— start —
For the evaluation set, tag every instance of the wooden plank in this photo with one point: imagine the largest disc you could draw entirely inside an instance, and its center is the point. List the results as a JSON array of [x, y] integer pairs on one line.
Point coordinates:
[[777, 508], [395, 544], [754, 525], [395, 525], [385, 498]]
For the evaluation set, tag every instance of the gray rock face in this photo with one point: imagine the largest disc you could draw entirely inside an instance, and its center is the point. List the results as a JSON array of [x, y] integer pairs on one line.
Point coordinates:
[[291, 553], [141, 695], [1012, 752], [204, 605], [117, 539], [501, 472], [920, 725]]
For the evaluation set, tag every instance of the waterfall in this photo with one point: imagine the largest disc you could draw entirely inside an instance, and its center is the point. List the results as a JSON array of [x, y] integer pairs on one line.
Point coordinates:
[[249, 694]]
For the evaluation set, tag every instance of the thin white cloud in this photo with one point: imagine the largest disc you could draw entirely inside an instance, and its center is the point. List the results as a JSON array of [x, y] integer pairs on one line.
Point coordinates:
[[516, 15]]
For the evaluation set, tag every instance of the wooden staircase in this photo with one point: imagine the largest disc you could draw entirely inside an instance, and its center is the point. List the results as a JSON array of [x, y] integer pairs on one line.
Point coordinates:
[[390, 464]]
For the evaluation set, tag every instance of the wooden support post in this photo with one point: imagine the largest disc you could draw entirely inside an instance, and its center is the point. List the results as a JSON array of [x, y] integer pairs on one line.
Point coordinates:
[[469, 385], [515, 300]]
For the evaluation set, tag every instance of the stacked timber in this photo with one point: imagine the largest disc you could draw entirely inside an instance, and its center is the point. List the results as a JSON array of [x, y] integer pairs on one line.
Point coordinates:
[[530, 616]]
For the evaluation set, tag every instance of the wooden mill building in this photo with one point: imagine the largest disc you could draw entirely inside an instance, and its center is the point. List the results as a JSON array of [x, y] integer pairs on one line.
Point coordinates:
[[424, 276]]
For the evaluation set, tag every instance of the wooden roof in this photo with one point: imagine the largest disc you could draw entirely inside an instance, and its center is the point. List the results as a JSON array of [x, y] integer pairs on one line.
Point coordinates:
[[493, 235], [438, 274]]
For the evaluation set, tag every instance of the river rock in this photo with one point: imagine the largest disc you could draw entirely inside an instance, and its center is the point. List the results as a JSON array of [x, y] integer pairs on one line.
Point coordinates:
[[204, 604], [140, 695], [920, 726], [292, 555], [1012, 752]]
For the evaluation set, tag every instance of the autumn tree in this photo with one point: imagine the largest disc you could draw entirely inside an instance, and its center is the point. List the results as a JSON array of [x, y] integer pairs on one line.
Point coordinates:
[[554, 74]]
— end —
Rescale the point coordinates from the start of the material through the line that contains "[[516, 15]]", inclusive. Write out only those lines, requests included and left unchanged, with each coordinate in the answers multiplied by 1.05 and rounded to a whole number, halves rounded up.

For the evaluation set, tag every instance of the wooden plank in this photo with one point: imagine the largest disc you could draw entirely inside an instance, and its center is the point. List the results as a JSON array of [x, y] integer pairs on one line.
Point coordinates:
[[816, 533], [415, 571], [792, 551], [415, 551], [404, 523]]
For the evaluation set, tag every instance of the gray rock face in this photo with one point: imagine the largest disc you could draw entirely inside an instance, and its center is the point. List the results as a JSON array of [x, y] integer pairs on one line.
Point coordinates:
[[306, 581], [148, 730], [1063, 790], [214, 635], [123, 566], [526, 496], [966, 761]]
For the evaluation set, tag every instance of the waterfall in this photo with one point: imagine the largest disc you could draw entirely inside an instance, and its center is the point. List the results as a JSON array of [x, y] integer pairs on one line.
Point coordinates:
[[261, 729]]
For the evaluation set, tag every instance of the thin white cloud in this photo with one point: imagine the largest disc you could draw entirely inside an instance, and its center is the point. List the results as a JSON array of [x, y] integer pairs on one line.
Point coordinates:
[[542, 16]]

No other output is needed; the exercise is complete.